*Work instructions:* All of the records that follow need to be copied word for word, without the pictures.

*Task inputs:*

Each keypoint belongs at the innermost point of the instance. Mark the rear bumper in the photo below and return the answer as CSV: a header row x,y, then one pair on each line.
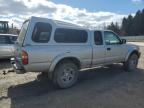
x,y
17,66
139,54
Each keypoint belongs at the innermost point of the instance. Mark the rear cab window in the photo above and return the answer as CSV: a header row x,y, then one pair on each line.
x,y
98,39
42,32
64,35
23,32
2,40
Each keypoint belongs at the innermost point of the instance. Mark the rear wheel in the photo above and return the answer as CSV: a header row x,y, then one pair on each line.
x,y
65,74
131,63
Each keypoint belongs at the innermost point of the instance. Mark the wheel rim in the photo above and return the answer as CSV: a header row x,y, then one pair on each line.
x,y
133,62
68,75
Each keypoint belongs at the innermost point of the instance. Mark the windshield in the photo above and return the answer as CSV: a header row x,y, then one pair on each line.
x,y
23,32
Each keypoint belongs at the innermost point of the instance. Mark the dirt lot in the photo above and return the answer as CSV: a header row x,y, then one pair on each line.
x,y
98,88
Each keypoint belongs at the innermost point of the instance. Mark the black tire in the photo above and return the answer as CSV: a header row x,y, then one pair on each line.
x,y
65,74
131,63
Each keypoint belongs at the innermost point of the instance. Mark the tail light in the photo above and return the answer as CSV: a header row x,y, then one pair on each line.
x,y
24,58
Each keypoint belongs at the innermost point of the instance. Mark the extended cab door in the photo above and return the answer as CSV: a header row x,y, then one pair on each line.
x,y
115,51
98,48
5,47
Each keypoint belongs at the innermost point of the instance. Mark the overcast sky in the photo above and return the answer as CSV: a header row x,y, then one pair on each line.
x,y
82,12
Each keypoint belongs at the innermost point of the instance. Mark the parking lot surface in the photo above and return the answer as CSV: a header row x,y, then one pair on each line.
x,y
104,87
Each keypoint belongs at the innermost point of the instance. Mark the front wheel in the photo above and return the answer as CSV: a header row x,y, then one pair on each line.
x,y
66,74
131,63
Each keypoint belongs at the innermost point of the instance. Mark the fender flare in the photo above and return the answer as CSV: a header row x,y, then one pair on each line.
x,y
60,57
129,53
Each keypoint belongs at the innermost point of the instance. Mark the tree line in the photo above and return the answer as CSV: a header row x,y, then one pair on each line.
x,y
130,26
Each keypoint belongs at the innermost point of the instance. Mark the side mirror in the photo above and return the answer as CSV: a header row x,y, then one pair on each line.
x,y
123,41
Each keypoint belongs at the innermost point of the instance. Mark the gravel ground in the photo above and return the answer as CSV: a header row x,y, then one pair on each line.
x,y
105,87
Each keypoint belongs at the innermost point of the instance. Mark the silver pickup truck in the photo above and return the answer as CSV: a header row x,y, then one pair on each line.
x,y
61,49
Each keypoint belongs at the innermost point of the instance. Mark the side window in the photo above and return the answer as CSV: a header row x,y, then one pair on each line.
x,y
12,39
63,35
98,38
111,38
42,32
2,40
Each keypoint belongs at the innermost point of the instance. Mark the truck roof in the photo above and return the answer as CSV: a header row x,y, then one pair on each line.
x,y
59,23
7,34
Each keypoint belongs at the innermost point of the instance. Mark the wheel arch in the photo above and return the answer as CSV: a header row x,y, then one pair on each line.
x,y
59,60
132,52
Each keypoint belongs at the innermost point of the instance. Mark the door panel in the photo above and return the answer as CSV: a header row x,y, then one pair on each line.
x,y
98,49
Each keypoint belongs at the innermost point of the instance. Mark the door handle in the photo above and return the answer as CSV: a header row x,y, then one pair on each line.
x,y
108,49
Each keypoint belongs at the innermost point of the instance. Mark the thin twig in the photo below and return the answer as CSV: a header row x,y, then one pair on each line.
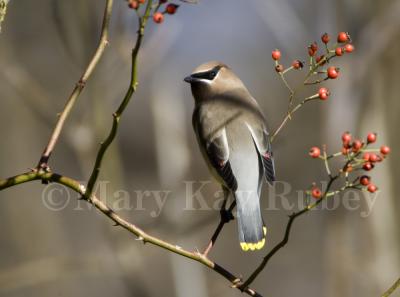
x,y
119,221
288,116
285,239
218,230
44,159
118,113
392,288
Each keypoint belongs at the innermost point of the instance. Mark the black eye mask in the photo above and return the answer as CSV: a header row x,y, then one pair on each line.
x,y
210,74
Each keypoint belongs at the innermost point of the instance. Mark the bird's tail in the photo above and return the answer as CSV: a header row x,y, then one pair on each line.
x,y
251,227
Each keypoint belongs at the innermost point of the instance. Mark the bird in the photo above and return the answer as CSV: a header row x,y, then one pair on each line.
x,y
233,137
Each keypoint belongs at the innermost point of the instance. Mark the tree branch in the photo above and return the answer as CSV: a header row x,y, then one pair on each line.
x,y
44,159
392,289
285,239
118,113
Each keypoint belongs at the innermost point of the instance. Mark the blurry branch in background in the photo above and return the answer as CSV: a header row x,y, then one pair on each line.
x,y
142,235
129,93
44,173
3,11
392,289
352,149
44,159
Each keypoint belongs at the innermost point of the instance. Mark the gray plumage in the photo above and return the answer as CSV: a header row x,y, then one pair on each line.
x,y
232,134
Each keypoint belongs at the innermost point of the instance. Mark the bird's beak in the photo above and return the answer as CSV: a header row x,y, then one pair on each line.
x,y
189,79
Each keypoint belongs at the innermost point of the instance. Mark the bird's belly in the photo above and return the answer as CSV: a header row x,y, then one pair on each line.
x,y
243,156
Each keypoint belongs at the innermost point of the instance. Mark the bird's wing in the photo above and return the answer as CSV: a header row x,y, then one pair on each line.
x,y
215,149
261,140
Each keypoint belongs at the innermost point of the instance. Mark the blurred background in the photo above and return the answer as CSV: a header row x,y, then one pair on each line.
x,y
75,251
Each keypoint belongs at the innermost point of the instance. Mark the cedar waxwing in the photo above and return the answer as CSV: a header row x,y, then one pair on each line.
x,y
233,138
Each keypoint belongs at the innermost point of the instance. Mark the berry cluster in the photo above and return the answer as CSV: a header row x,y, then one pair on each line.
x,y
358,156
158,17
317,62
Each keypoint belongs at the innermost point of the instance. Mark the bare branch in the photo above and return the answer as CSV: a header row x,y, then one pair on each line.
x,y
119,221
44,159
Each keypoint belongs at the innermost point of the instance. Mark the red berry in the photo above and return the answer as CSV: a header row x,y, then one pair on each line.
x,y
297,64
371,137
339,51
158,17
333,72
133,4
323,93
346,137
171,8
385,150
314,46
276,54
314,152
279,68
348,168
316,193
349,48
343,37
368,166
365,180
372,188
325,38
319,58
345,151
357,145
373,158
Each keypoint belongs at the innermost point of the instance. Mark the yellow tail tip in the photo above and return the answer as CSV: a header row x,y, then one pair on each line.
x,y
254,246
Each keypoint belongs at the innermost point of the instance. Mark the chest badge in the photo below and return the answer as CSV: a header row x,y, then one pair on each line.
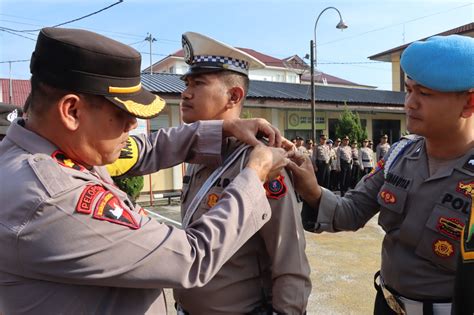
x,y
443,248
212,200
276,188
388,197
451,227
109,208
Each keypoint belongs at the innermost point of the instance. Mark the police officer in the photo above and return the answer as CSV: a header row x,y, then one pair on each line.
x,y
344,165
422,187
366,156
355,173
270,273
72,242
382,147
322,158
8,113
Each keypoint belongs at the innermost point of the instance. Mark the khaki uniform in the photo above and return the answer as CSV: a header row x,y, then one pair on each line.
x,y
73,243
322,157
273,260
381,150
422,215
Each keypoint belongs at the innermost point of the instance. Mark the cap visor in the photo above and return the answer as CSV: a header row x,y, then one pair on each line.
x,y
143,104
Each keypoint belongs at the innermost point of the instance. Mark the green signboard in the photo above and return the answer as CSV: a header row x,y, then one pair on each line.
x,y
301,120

*Task solution:*
Each keypoint belongs at the innermost point of the instance. Mark the rear bumper in the photo below and return the answer as CSV: a header row x,y, then one pair on each line.
x,y
17,66
139,54
Each keypoint belongs at the innermost point of the instance. Mark the rear cab window in the photo above and return the answer as CSV: a header row x,y, then one pair on each line.
x,y
98,39
42,32
64,35
23,32
2,40
Each keypoint belongs at the innermost point of the instance. Mark the rear wheel in the photo above and return the answer as CSV: a header row x,y, then one pair on each line.
x,y
65,74
131,63
Each keypoint belongs at the innermost point of the instance. Mark the wheel rim in the photo above and return the answer as CSV: a header row x,y, then one pair on each line.
x,y
133,62
68,75
Each keypoint belongs at the innermost point of the instance. Mark the windshield in the photo above and return the answer as CSV: a header row x,y, then one pair on each line.
x,y
23,32
Each keypoint belongs at the innermost point of the instance. Mark the dirt lot in the photo above and return the answer as CSV: a header row x,y, then one pair on each line.
x,y
98,88
Each keypoint belongs at the innermost point of the instance. Mark the black tire in the photo above and return the answer as CSV: a header row x,y, then one pair on each line.
x,y
65,74
131,63
Each keypoint belongs at the innermost point of the instance. Mark the tail light in the photo above and return the answer as CSV: a header row x,y, then one pair on each line.
x,y
24,58
Each keypoint belongs at the innermost point of the instance. Mark the extended cab door in the photo above and return the answer as CSV: a header row x,y, then one pair on each line.
x,y
115,51
98,48
5,47
Each keypoint belongs at the innermost point of the instance. Mark the overcast sky in the photo above and return the answer as CSV: a header row x,y, then one pair on each line.
x,y
82,12
Each keypoint belongs at the innermost point of the instance. Mark the parking lot surface in the photo above and return the answer as CSV: a header row x,y, then one pair on each line.
x,y
104,87
Each keypoint belongs at the innermost point of the instance. Mark the front wheel in the photo above and return the answer as CSV: a header row x,y, then one pair on each line.
x,y
66,74
131,63
Each keypoint belongs at the innermost point of the instance. Mark the fender flare in the photo above and return the answer as CSV: a header row x,y, then one pair on each line.
x,y
60,57
129,53
Each keypoint belongs at the innermost point of the instance. Mark the tree line in the photo above and return the answer as CSV: a header row x,y, then one pair on each line.
x,y
130,26
Each keypoint belongs at the innermost point of the instance. Mark the side mirror in the photo above and return the answer as CSV: a header row x,y, then one pair on each line.
x,y
123,41
Each keypoint belongs at the innermost point of the instance. Mark the gravel ground in the photo above and return the answer as CSV: a header row x,y, then one pair on each line.
x,y
105,87
Each keypoint belongs at the innermost point of the instance. Mark the silver pickup truck in the photo above and return the answer as CSV: a header row x,y, then one pair on each line.
x,y
61,49
Each keypoint belongs at the innermost point of the instance. Mark the side window in the photo above and return the answer as CSV: a header row x,y, then one pair on each line.
x,y
12,39
63,35
98,38
111,38
42,32
2,40
Each keypoint belongs at the innermost point of the instance. Mark the truck roof in the photo above and return the answer as CSV: a header row x,y, then one pair on each line.
x,y
59,23
7,34
Each keypoint belongs at the innermost point of the instance. Mark the wheel arch in the photo above and return the answer as CSV: a header row x,y, then one pair on each line.
x,y
59,60
132,52
Each keypoint belongs at the innermost point of the instance. Mark the door panel in the photo above and return the answer as CSV: a header row x,y, then one pair on each line.
x,y
98,49
Each keypoint belongs at the innermost point of the instance. Mark the door handle in the photo above and return the answer as CSV: a header row x,y, then one pair on each line.
x,y
108,49
Each keypoint belongs at the innermost point of the instance. Mark the thin twig in the photo below and return the answer as CSV: a header row x,y, then one pair on each line.
x,y
119,221
288,116
285,239
218,230
44,159
118,113
392,288
Each keypoint belongs at the innermost point of the instance. Mark the black eye mask in the photo above and return the answer as CSV: a header row x,y, then one pair on each line.
x,y
210,74
Each keypoint belongs at the innermost point of the instance. Mark the bird's tail in the photo above and return the answer as CSV: a header row x,y, then one pair on each line.
x,y
251,227
Each keypoint belongs at the innermost point of the instance. Mark the bird in the photo above and return the answer as CSV: a header row x,y, then one pair on each line.
x,y
233,137
Each keypoint belongs at the innermost point of the instance. Mark the tree branch in the photo above and return the answer as CSV: a header row x,y, then one pair on each line.
x,y
44,159
392,289
285,239
118,113
Each keypoint belongs at the innermost point of the instance. Mark the blurry branch in background in the photo above and return the answer as CSV: a header row x,y, then one pair on each line.
x,y
142,235
129,93
44,173
3,11
392,289
352,149
44,159
Each keypoint belongs at the innermost point of the instance. Mark the gray plumage in the photo above and return the answer as CSV: a header row x,y, then one pair on each line.
x,y
232,134
Each keypoint belongs at the innermost point of the instance. Mark the bird's beak in the photo above and return the answer as CSV: a header row x,y, then one pair on each line.
x,y
189,79
Each keypoint belongs at the innermost point of the instance. Mark the bird's belly in the photo above and return the answer as CSV: a header row x,y, then one pair on each line.
x,y
243,156
Each keypoint belongs at the innermost point of the instance. Mark the bird's wing in the photo above and return the answer as CSV: a header row x,y, then one pair on each line.
x,y
215,149
261,140
Each keypoint belongs at the innermost point of the instance. Mark the blurred background in the photo above and return the answer as CSV: a header row x,y, then one pair on each line.
x,y
75,251
Each keypoint belongs at the innermost point of the instance. Mark the cedar waxwing in the photo above and return the answer as CSV: a header row x,y, then one pair on each line.
x,y
233,138
Each keypoint belongs at the innermost point of the instance. Mark the berry cluster in the photo above and return the answer as CSV: a header row x,y, then one pair on each line.
x,y
358,156
158,17
317,62
Each keypoint belongs at the innermost point of the instance. Mark the bare branch in the photo above and return the answer as CSV: a header row x,y, then one pair on each line.
x,y
119,221
44,159
Each keypoint belongs at the innermost point of the instance. Mark the red berry in the photo above and return the answer as CSV: a header row x,y, then one pair on each line.
x,y
297,64
371,137
339,51
158,17
333,72
133,4
323,93
346,137
171,8
385,150
314,46
276,54
314,152
279,68
348,168
316,193
349,48
343,37
368,166
365,180
372,188
325,38
319,58
345,151
357,145
373,158
Each keypoint belongs at the innermost point of the instance. Mark the yellow tail tip in the photo above and return the answer as CSV: a header row x,y, then one pair on each line.
x,y
254,246
Each keypoint belongs at the innermost point of the instance. Mark the chest badge in the photo below and return the answer as CSV: a header row x,y, then one pair on each line.
x,y
443,248
212,200
276,188
388,197
451,227
109,208
Each keypoint belongs at the innermost point of the instance. Mark the police officer in the photo above and return the answer as CSV: a header row x,y, then one pair on each line.
x,y
344,165
422,187
366,156
355,173
270,273
72,242
382,147
322,158
8,113
Each keypoint belongs at the innermost point of the instance. Mark the khaki uniform in the photo above and return the answer as CSV: a header row x,y, then one pair on each line.
x,y
73,243
322,157
273,260
381,150
422,215
Each keypoint belongs at the innermost point of the instance. Mark the cap visor in the photo above and return the answer as CSV: a header row x,y, then one pair on each line.
x,y
143,104
Each keypoint belongs at the innermost point of the instance. Mark the green signboard in the photo above and return the answer as CSV: a header row x,y, then one pair on each line.
x,y
301,120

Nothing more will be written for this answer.